■ **WHAT YOU WILL DO**
Where does the string "camouflage" appear in the records? Copy each line that holds it.

■ **DATA**
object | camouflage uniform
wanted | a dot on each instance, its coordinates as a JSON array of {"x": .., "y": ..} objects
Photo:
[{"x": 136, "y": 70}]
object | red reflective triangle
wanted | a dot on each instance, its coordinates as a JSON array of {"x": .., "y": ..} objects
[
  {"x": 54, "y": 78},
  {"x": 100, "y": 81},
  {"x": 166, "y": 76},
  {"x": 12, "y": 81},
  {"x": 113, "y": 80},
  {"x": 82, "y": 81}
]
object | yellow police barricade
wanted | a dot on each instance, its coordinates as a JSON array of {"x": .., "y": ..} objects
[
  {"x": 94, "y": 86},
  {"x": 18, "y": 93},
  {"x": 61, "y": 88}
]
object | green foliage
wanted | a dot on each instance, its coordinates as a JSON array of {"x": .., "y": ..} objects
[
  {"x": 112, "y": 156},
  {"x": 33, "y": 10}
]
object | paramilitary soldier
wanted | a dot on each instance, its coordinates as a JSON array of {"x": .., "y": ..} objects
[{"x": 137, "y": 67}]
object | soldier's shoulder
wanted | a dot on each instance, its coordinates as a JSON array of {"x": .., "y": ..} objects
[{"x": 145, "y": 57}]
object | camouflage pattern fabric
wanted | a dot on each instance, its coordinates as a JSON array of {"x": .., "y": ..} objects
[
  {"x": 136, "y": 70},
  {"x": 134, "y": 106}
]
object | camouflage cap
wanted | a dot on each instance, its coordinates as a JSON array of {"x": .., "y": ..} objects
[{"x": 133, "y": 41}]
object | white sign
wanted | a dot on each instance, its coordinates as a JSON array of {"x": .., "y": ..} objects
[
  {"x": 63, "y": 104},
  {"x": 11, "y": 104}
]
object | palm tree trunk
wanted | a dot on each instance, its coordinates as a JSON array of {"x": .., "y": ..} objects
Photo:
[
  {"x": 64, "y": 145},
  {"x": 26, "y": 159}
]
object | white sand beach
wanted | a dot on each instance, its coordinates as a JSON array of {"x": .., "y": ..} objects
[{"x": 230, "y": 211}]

■ **OUTPUT OF THE TASK**
object | camouflage uniform
object | camouflage pattern fabric
object | camouflage cap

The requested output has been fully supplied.